-- START --

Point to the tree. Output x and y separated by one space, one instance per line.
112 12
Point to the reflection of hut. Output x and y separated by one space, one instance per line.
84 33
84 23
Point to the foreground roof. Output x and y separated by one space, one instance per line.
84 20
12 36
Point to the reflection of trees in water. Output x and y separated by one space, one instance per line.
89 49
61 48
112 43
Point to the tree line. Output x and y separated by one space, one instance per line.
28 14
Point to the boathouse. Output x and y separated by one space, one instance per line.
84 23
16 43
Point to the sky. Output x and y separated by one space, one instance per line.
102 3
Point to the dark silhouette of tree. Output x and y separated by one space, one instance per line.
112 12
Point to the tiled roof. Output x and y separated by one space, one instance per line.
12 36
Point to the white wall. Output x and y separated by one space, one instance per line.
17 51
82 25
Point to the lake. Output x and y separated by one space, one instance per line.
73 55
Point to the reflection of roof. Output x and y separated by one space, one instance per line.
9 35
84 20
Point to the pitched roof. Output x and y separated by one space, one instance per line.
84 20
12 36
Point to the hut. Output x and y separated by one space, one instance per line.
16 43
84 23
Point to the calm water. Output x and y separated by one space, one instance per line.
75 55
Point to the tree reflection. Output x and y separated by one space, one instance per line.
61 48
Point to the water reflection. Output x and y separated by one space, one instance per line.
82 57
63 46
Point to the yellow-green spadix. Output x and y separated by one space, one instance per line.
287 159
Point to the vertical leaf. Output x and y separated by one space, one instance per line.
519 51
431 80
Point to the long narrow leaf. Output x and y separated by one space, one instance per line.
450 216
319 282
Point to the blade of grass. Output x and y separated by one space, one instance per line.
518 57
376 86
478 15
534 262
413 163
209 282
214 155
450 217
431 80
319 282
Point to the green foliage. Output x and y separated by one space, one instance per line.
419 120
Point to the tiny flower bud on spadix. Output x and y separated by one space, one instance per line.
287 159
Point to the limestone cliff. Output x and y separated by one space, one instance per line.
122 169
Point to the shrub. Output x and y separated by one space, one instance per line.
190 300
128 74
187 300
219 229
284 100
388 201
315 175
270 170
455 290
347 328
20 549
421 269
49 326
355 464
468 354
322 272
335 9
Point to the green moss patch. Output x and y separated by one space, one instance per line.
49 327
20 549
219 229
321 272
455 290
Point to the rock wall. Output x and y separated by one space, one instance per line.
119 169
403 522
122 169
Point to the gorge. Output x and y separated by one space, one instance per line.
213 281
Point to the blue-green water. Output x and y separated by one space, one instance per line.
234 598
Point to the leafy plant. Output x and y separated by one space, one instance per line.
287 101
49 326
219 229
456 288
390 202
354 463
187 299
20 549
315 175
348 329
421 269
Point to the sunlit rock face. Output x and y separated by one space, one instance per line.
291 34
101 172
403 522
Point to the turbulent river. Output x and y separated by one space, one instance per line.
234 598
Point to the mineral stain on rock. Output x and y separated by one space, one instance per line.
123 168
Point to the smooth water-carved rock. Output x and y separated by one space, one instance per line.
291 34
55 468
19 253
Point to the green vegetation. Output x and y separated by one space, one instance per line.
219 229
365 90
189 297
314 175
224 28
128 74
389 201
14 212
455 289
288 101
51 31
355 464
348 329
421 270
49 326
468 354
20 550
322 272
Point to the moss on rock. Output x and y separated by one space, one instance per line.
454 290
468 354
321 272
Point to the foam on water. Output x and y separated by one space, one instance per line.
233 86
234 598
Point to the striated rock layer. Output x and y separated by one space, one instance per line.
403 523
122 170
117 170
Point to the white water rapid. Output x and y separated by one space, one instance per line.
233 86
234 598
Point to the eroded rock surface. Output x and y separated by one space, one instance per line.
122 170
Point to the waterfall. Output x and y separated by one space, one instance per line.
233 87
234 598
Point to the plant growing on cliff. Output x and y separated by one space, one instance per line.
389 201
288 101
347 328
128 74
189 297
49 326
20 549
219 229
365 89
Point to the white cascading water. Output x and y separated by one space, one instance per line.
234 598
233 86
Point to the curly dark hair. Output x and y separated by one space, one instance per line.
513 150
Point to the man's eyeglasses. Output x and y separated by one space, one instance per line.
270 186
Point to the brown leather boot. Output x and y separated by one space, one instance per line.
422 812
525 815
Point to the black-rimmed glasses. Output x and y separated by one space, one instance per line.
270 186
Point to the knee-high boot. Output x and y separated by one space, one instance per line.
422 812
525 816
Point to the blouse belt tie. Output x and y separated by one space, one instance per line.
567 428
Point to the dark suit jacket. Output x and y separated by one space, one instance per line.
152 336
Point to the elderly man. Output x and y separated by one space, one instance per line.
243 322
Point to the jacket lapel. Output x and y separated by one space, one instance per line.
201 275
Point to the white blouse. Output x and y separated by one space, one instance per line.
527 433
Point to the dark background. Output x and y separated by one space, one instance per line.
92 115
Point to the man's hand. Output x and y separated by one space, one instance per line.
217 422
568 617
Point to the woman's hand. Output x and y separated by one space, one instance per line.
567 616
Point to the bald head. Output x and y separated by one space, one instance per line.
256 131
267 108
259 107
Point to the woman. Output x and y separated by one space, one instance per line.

-- END --

• **Objective**: From the line containing "Point to the plant" down to the final line of the data, write out every line exactly; both the first and last of these belong in your answer, and nothing else does.

• **Response to the exercise**:
Point to the plant growing on cliff. Output x and y separated by one space, one instance per line.
389 201
288 101
347 328
128 74
189 297
49 326
20 549
219 229
365 89
Point to the white cascading water. Output x and y separated by one space, one instance per line.
234 598
233 86
Point to the curly dark hair. Output x and y separated by one space, one instance per line.
513 150
Point to the man's eyeglasses. Output x and y separated by one space, one instance per line.
270 186
Point to the brown leather boot. Output x and y separated by one space, one instance per line.
422 812
525 815
Point to the black-rimmed glasses. Output x and y separated by one space, one instance per line.
270 186
Point to the knee-high boot. Output x and y separated by one space, one instance per line.
422 812
525 816
Point to the blouse belt tie. Output x and y separated by one space, one instance per line.
567 428
Point to the dark suit jacket. Output x and y separated by one space, one instance per line.
152 336
Point to the elderly man. Output x and y separated by one space, one instance per line.
243 322
Point to the jacket lapel. Output x and y separated by one space, one instance per line.
201 275
Point to the white blouse. Output x and y separated by one space, one instance per line.
527 433
Point to the dark background. Output x and y separated by one space, one instance per line.
92 115
Point to the man's hand. Output x and y separated by one space, one instance per line.
217 422
568 617
Point to the woman's hand. Output x and y separated by one space, one instance per line.
567 616
Point to the bald head. Output x and y separated by one space, one instance per line.
256 131
267 108
259 107
Point to the woman. Output x and y separated by one space, one instance per line.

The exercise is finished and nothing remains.